> [Page excerpt]:
- - -

Increased funding is essential, they said, if Europe is to exploit robotics' vast economic potential and compete with projects in the United States, Japan, and South Korea.

Each year, the commission and EU nations combined spend $100 million on robotics research. Japan and Korea each spend about the same, while the United States spends up to $500 million — largely because of the huge demand for military-related robotics, researchers and EU officials say.

I have to say I was shocked to hear the US spends that much compared to Japan and S. Korea which seem to be cutting edge in Robotics for the entire World. But when they mention its due to military robotics research it makes sense.

Is Europe in danger of missing out on the vast economic potential of Robotics? Japan and S. Korea IMHO seems to be convinced money invested in Robotic research is going to be a wise investment in the future. They seem to invision a future where robotics play a vital role.

One extra part of this article I found interesting.

In contrast, several robotics experts said, Japanese projects tend to be showier in hopes of making a media impact and attracting funding.

- - -

> [Provided information]:
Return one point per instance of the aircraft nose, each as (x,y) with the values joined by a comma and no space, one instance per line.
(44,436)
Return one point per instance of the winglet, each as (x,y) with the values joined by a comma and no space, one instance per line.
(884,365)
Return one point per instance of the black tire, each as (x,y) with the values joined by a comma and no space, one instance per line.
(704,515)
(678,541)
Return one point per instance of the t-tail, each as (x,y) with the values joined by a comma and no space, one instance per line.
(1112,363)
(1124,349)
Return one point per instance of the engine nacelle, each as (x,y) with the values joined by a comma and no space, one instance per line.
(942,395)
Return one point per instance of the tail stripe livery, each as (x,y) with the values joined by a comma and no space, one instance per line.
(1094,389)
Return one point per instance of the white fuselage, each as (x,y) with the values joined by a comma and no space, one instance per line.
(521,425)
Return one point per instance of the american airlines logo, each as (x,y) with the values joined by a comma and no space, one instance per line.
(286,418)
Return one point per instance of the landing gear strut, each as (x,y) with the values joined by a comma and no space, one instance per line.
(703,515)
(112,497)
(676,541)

- - -

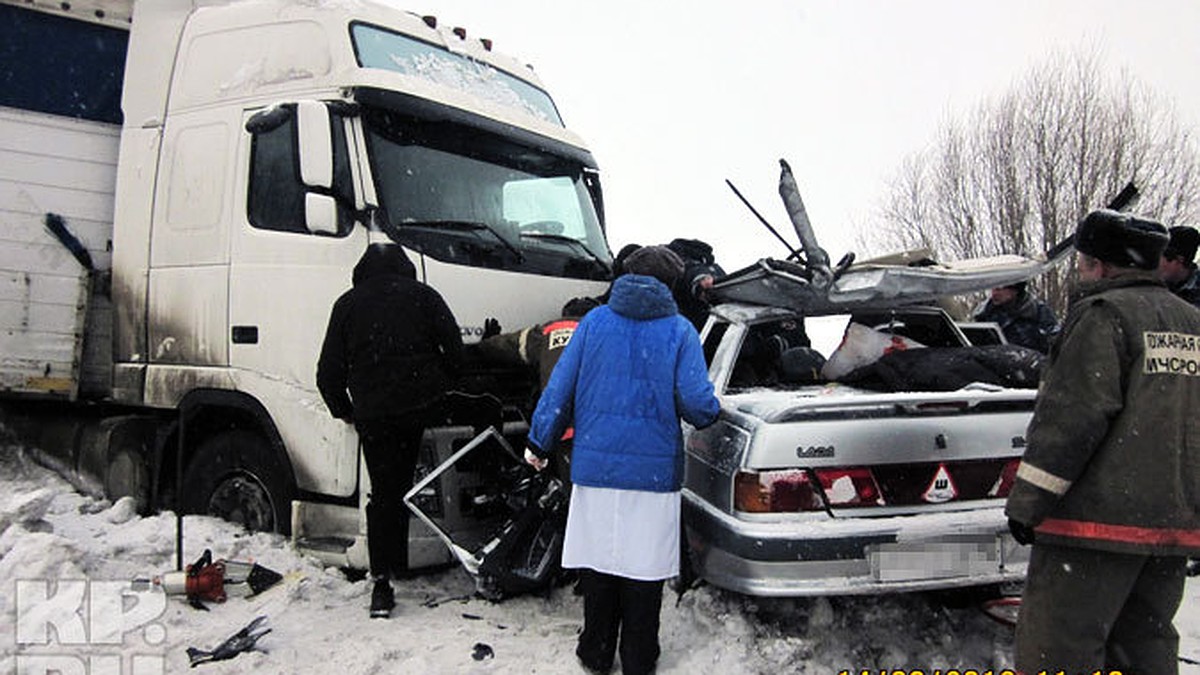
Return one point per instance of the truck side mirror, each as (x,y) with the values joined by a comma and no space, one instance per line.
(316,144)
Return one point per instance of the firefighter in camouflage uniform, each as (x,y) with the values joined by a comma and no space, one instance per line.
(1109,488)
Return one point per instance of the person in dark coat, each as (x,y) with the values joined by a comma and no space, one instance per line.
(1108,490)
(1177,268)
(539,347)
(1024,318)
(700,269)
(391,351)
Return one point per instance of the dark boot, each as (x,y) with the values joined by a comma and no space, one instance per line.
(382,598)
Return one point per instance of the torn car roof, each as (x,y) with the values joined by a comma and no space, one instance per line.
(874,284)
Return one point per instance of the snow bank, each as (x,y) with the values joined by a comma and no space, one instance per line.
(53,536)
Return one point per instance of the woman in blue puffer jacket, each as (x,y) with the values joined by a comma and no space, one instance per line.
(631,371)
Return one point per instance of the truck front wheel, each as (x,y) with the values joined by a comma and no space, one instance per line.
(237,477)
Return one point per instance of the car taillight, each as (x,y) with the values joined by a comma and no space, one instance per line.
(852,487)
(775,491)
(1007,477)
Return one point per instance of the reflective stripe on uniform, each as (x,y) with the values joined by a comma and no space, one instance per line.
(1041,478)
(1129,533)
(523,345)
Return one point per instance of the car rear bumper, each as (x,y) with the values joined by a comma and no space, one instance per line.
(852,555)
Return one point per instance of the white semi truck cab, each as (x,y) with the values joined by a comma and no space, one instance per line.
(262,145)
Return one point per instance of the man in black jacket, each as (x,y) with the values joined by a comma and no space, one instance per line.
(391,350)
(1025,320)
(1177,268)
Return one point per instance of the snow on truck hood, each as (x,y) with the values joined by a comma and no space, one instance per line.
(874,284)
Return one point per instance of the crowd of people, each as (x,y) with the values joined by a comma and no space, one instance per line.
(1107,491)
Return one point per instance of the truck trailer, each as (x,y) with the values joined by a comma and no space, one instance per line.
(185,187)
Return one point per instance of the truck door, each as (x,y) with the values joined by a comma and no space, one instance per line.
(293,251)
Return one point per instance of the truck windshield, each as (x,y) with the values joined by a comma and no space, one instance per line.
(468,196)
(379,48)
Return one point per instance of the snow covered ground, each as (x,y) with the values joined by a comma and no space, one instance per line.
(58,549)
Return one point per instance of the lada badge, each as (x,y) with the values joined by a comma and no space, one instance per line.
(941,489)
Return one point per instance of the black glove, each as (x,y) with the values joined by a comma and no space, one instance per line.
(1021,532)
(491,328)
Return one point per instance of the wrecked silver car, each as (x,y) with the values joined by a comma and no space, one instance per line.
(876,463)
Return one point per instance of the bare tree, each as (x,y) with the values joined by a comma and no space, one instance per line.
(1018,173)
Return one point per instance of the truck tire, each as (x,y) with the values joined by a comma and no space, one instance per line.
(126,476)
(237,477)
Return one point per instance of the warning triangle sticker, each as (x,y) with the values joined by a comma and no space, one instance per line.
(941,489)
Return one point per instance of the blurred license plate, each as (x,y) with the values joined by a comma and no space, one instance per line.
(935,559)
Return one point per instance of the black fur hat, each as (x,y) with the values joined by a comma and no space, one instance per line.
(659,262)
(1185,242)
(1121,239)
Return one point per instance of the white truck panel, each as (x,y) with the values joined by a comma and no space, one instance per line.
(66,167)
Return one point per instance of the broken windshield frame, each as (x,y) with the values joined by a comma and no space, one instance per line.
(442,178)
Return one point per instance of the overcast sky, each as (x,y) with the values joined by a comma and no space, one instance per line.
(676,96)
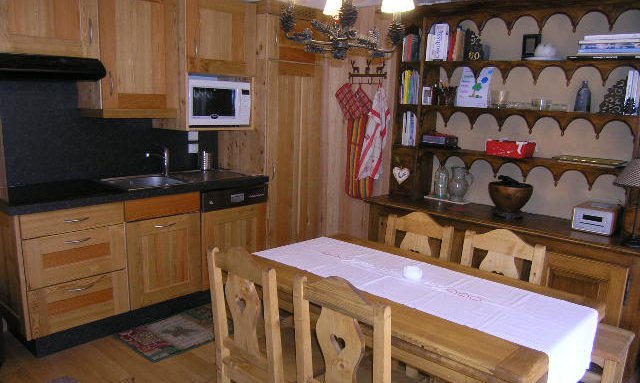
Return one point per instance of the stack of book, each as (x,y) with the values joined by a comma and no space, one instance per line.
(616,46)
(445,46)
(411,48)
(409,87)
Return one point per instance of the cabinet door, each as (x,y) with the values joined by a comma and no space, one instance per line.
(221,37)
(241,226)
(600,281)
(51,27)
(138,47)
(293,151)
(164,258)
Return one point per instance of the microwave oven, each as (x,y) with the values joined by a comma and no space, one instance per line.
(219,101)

- - -

> [Set tasks]:
1. In the robotics funding post, change "showier" to "flashier" in the part that opens with the words containing "One extra part" and closes with "and attracting funding.".
2. According to the robotics funding post, how much does the United States spend on robotics research each year?
The items are separate from the robotics funding post.

> [Answer set]:
1.
One extra part of this article I found interesting.

In contrast, several robotics experts said, Japanese projects tend to be flashier in hopes of making a media impact and attracting funding.

2. Up to $500 million.